DIRECTIONS FOR THIS TASK: Put the items from the start of the items through the line containing "POLYGON ((245 220, 235" into a two-column CSV with the headers text and answer. Give one row per item, with each field in quotation marks and line breaks replaced by spaces.

(Data entries)
::::::::::

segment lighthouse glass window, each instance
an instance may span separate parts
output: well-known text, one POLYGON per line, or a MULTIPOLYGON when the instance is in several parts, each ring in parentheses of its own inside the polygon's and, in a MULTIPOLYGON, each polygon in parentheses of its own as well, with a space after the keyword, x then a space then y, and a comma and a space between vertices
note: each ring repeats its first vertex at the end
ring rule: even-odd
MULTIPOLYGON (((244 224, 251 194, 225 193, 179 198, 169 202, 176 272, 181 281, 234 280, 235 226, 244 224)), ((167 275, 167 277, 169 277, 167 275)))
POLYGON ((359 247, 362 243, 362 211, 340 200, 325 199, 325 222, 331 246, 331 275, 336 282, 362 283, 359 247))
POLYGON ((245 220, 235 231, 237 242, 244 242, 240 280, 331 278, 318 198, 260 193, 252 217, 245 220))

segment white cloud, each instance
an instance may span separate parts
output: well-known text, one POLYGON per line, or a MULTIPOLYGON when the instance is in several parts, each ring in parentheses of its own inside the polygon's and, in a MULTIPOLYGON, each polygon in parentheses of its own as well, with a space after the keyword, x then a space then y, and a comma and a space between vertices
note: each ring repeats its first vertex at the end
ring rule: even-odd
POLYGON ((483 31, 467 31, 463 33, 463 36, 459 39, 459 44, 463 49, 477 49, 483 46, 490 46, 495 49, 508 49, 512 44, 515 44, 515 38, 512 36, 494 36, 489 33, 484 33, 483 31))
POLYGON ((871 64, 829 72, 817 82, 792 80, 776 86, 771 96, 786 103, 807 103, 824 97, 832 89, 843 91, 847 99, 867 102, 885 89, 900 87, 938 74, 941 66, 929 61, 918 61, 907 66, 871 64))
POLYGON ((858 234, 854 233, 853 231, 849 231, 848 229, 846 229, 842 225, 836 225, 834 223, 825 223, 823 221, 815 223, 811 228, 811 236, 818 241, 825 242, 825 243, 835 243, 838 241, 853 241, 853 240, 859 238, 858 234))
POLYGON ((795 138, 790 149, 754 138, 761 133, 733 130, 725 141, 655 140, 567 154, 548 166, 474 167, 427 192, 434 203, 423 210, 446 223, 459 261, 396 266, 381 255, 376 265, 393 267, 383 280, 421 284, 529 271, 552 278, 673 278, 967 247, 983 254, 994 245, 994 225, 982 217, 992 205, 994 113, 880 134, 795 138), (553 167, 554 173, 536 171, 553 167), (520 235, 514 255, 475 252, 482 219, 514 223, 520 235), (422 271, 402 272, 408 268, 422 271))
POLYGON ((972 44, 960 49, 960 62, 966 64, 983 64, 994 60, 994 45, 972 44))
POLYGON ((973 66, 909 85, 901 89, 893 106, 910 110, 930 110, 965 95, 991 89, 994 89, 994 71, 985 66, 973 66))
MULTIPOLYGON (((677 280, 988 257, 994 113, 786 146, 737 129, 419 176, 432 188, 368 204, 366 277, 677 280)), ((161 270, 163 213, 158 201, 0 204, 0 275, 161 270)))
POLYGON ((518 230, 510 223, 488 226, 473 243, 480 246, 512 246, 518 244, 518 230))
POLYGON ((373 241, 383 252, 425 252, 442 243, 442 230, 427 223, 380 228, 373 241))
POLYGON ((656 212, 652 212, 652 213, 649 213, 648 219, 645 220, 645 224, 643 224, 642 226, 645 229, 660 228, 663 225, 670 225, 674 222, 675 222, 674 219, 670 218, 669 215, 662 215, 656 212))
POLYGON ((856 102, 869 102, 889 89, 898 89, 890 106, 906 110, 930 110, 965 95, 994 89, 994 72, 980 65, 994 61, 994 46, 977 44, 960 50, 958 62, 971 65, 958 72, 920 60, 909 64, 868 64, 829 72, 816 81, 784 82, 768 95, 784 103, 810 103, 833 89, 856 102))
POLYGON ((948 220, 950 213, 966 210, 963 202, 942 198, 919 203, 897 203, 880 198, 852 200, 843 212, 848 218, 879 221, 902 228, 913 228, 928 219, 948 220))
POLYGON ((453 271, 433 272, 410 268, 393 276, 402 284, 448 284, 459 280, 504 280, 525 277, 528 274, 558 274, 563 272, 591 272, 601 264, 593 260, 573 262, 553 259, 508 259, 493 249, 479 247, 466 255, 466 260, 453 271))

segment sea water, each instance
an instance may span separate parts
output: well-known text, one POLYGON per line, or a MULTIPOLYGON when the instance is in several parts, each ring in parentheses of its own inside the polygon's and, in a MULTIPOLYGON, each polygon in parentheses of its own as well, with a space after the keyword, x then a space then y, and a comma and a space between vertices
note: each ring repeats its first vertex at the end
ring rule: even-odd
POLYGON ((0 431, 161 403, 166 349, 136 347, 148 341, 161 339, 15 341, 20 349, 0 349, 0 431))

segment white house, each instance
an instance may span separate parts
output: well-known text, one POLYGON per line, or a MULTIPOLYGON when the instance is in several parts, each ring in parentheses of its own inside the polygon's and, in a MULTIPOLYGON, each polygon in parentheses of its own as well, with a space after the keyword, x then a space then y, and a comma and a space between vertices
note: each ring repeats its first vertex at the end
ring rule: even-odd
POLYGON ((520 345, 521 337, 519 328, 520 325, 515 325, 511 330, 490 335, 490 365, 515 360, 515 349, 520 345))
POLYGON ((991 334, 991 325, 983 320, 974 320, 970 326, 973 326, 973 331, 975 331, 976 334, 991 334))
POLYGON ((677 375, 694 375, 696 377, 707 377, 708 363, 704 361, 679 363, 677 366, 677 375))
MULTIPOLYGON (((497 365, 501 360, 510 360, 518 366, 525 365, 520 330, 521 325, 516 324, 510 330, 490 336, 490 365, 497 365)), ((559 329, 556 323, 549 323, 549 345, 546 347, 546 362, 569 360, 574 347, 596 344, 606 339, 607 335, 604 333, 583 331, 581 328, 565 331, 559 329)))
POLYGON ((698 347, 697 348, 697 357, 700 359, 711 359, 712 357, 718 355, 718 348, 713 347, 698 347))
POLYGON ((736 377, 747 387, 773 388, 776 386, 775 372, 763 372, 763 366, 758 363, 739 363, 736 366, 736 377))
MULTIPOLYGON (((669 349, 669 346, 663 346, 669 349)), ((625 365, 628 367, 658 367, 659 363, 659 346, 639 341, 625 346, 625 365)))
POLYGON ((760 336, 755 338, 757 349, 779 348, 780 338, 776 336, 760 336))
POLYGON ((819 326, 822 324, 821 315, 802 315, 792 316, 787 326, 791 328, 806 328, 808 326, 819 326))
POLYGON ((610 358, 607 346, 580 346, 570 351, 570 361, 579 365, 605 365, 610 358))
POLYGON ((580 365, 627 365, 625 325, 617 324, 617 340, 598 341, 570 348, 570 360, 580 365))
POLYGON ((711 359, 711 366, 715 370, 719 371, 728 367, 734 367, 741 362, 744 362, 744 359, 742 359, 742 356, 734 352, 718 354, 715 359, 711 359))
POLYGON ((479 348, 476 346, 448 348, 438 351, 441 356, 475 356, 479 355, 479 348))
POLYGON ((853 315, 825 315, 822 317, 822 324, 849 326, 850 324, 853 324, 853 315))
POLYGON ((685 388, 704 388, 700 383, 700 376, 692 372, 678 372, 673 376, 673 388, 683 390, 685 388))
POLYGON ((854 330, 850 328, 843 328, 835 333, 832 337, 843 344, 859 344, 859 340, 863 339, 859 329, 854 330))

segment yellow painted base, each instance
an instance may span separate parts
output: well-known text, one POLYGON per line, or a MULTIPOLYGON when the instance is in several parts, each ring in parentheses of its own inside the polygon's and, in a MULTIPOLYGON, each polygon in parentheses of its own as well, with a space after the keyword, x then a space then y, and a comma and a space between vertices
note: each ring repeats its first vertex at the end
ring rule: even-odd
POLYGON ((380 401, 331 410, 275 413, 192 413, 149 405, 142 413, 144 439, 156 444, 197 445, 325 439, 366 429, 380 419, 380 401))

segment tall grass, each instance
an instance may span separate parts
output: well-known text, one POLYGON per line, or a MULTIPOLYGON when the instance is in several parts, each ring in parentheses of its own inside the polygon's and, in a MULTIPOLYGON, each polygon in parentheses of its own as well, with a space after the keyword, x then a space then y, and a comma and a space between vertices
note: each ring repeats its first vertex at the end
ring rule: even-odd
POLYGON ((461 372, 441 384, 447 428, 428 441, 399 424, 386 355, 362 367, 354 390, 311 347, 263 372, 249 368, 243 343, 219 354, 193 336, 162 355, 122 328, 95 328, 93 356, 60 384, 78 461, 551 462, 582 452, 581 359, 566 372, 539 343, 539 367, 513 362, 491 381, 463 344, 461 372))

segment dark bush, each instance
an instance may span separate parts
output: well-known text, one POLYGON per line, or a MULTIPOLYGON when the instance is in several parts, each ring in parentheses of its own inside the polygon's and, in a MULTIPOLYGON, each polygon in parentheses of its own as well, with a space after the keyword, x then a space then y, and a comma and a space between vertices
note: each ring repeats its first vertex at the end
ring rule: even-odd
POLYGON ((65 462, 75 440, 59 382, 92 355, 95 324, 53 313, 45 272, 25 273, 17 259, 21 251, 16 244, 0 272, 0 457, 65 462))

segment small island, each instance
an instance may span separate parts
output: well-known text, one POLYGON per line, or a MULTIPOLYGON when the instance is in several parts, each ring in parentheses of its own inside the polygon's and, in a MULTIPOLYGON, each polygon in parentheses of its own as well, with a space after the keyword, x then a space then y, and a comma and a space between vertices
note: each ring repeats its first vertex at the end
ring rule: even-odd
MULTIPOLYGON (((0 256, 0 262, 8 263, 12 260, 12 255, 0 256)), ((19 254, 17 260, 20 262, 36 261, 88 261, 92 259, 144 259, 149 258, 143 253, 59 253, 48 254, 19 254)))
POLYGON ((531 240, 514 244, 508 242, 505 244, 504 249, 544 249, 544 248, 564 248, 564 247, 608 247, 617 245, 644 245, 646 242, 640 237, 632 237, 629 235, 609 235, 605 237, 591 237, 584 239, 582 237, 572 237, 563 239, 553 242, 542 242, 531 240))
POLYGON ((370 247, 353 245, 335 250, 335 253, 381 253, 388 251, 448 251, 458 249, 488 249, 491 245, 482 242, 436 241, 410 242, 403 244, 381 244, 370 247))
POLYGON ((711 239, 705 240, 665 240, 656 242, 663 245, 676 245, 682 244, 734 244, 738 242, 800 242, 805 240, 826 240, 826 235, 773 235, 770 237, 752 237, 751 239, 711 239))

::::::::::

ANSWER:
text,answer
"segment lighthouse glass window, each instance an instance may span separate parts output: well-known text, one POLYGON per line, or a MULTIPOLYGON when the instance is in several parts, each ring in parentheses of its own inside the polygon's and, in a MULTIPOLYGON, each polygon in parentheses of its own as well, with a space after the keyword, x then a space then y, and a comma and a space between vertices note: each ring repeats its first vertex at the end ring rule: even-odd","MULTIPOLYGON (((244 224, 251 194, 225 193, 179 198, 169 202, 176 272, 181 281, 234 280, 235 226, 244 224)), ((167 275, 167 277, 169 277, 167 275))) POLYGON ((359 247, 362 243, 362 211, 340 200, 325 199, 325 222, 331 246, 331 275, 336 282, 362 283, 359 247)) POLYGON ((245 220, 235 231, 237 242, 244 242, 240 280, 331 278, 318 198, 260 193, 252 217, 245 220))"